**What is expected**: Word for word, restate the records from their first line through the line with "Target: black blazer", both ends included; omit each picture.

**Information**:
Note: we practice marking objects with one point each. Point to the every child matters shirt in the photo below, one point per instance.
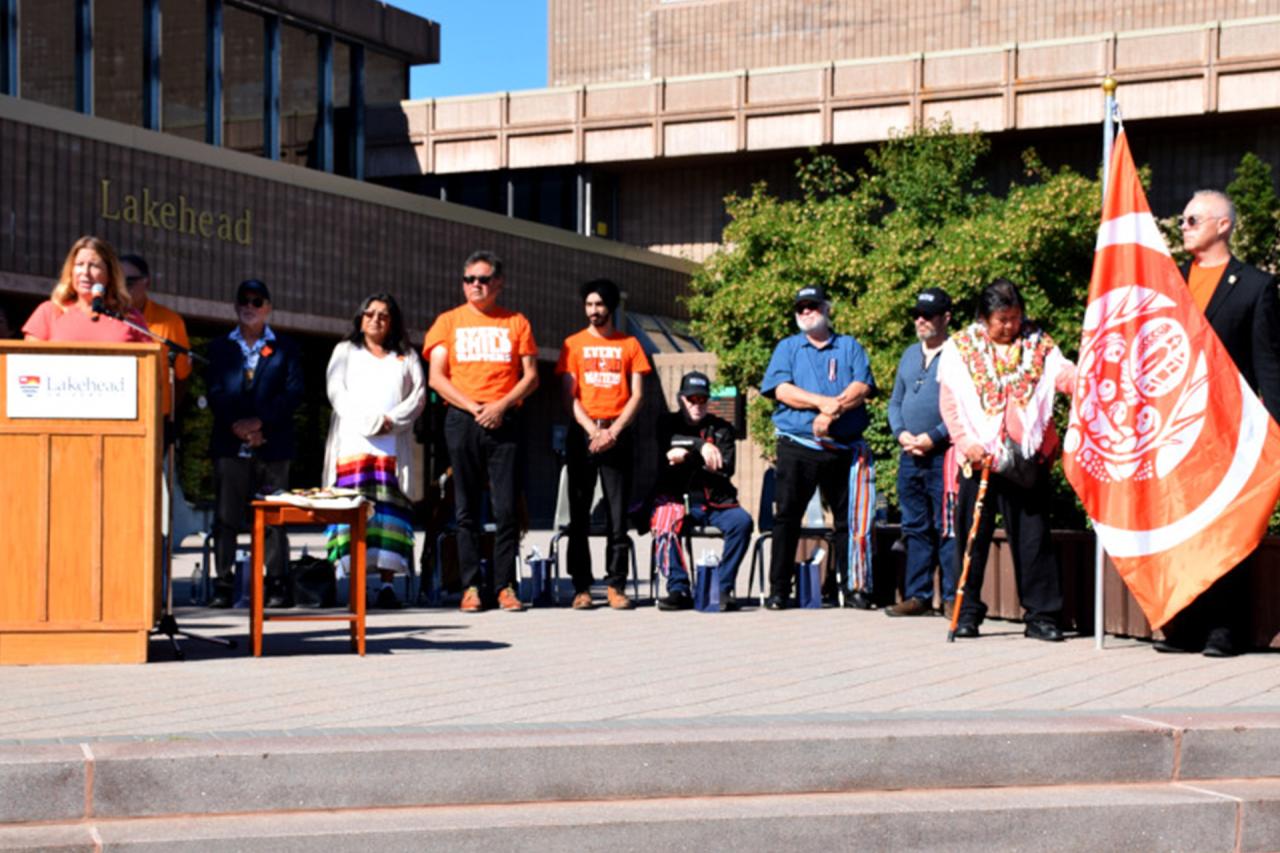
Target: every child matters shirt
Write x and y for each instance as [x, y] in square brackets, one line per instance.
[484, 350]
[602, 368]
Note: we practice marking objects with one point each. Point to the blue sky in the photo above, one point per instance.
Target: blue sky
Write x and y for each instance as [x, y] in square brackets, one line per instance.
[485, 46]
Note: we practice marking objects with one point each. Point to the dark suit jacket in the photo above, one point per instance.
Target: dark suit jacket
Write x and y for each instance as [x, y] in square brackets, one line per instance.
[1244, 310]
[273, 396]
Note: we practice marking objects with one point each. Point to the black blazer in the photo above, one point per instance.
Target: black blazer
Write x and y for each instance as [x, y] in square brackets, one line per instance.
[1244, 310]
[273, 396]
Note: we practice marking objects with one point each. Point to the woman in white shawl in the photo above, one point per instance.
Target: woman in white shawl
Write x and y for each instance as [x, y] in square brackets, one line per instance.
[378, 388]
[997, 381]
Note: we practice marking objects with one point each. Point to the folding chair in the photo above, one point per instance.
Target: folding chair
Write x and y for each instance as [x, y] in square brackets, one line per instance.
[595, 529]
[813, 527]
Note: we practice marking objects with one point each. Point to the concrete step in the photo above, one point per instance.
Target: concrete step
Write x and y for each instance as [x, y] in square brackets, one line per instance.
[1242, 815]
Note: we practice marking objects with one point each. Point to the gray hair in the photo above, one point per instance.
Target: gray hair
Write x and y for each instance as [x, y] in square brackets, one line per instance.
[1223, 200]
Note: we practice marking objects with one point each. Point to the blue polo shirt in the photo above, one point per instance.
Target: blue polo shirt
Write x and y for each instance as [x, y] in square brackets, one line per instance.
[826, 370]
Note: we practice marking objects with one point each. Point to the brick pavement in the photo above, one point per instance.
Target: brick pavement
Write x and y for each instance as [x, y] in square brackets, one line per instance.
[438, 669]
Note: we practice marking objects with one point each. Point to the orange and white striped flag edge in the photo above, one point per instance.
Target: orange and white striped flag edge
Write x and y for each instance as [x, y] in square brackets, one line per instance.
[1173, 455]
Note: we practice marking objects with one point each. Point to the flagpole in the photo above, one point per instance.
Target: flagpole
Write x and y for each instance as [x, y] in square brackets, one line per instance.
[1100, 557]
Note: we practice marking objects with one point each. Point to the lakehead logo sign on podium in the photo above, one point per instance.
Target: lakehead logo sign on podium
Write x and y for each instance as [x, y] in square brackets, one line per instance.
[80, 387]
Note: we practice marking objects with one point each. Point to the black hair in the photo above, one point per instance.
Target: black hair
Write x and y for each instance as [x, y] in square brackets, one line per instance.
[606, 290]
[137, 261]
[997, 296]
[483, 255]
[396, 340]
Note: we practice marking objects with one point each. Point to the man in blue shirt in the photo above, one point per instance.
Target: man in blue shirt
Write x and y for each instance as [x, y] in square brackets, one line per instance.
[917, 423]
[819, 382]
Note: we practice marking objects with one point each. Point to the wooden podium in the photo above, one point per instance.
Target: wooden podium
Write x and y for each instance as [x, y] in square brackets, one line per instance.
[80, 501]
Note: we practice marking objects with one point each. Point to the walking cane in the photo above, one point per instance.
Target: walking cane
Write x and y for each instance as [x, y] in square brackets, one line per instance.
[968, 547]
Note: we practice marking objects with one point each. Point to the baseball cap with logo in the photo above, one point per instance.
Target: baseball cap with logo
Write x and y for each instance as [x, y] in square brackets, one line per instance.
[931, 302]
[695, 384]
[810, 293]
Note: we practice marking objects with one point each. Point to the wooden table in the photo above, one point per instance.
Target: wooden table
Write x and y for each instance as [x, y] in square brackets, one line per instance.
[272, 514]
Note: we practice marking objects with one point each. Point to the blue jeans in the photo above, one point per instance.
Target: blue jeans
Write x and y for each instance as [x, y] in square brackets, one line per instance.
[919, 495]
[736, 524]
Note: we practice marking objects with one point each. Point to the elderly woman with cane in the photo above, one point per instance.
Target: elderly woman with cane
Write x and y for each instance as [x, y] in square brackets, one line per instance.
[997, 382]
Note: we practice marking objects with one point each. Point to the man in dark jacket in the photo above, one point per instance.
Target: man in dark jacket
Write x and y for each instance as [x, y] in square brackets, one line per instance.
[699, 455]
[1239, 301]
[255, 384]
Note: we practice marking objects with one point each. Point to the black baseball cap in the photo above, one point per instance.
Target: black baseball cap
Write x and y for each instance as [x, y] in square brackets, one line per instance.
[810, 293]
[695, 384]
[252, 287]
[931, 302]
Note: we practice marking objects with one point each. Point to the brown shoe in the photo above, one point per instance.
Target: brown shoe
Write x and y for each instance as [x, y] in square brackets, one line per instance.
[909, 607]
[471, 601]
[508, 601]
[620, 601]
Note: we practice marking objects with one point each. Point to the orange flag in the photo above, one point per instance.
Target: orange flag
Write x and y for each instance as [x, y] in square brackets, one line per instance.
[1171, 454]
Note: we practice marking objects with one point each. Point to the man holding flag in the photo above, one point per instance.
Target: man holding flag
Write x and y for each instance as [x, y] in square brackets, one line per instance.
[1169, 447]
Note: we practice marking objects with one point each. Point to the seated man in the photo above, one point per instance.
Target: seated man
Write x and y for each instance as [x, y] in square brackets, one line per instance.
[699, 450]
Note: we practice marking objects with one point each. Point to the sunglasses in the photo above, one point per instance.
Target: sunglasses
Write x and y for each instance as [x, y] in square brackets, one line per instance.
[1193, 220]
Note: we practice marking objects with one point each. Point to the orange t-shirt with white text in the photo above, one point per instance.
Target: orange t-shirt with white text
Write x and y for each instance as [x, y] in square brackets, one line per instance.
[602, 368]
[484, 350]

**Exercise result**:
Note: we practice marking objects with one point each. Point to the every child matters shirt in the photo below, one point per instance.
Target: every child matters shirt
Write x and y for each instance as [x, y] in square brackets, one line per instance.
[484, 350]
[602, 368]
Note: we practice marking objects with one point each. Point to the blue sky in the photo above, one point per instance.
Target: blue sky
Write x and y for each instance as [x, y] in square brackets, one line per instance.
[485, 46]
Note: we practice marking objects with one point each. Point to the dark suit jacket in the photo above, one point per instance.
Target: dark suit jacket
Write x and y for each instance as [x, y] in square brackets, one line per instance.
[1244, 310]
[273, 396]
Note: we practice marking objects with one point each. Point to the black blazer in the photo above, one point per instance.
Target: black blazer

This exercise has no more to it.